### SHORT TASK A
Reproduce the records starting at the line containing "Could you point out the colorful" and ending at the line containing "<point>217,240</point>", with "colorful tiled wall" changed to "painted brick wall" and everything else left as it is.

A form of living dead which drains the life of humans by drinking their blood they can appear as a bloated rotting corpse or as a handsome person. In the fairy tale “The Soldier and the Vampire” the vampire befriends a soldier (who doesn’t realize what the vampire is) and they travel together for some time before going to a wedding were the vampire drains every one of their blood. The soldier attacks the vampire then and fights it until dawn when it falls down unable to move. The soldier then throws the vampire into a fire at which point all its ashes turn in spiders, rats and other similar creatures. In the story should even one of these vermin escape the vampire will be reborn from it. The vampire is a result of the many complex systems of belief about death which the Russian’s and the Slavic people in general hold. The Spirits of the dead and other similar demonic creatures or fairies were very important to the Russian peoples. In Russian belief it was believed that the soul stayed near its body, wondering around the world for a number of days before moving on to the afterlife. Further the belief that some beings held multiple souls was likely something they encountered from the Uralic and Altaic peoples who lived near or within many of the Russian provinces. This idea is seen in their belief that those babies born with teeth had two souls one of which would become a vampire owl on the person’s death.
During the time a soul remained on earth it could reinter the body of a dead person or even attack those who had wronged them in life in order to regain their life. Thus there are a number of dead creatures in Russian mythology which might be equated to vampires. In “The Fiend” a girl meets a nice and handsome boy who she eventually agrees to marry. After this however, she sees him in the graveyard devouring the corpse of a dead person. Realizing he’s been discovered he starts killing off her family. In “The Dead Princess” a boy sees a princess take off her head in order to comb her hair more easily. Seeing her do this causes her to die, in order to come back she has to kill the boy within the next few days, before her soul passes on.
Vampires could also come from not giving a person a proper burial. Purity was an important part of Russian belief systems and those spirits which were not purified would rise up to kill the living. The vampire is an unclean spirit, thus the reason they most often have a rotting body. In order to stay alive it needs blood. Further vampires also appear to be angry at the living that they were not purified properly and so must suffer with undeath.

### SHORT TASK B
In the text on Russian vampires, what do the vampire's ashes turn into after the soldier throws it into the fire?

### SOURCE RECORDS
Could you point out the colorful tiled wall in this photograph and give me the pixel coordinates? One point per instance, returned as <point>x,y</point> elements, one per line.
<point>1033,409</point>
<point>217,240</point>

---

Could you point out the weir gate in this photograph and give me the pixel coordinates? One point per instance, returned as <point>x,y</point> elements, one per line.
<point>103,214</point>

### RESPONSE A
Could you point out the painted brick wall in this photograph and give me the pixel coordinates? One point per instance, returned as <point>x,y</point> elements, one per line.
<point>1033,409</point>
<point>217,240</point>

### RESPONSE B
Spiders, rats and other similar creatures.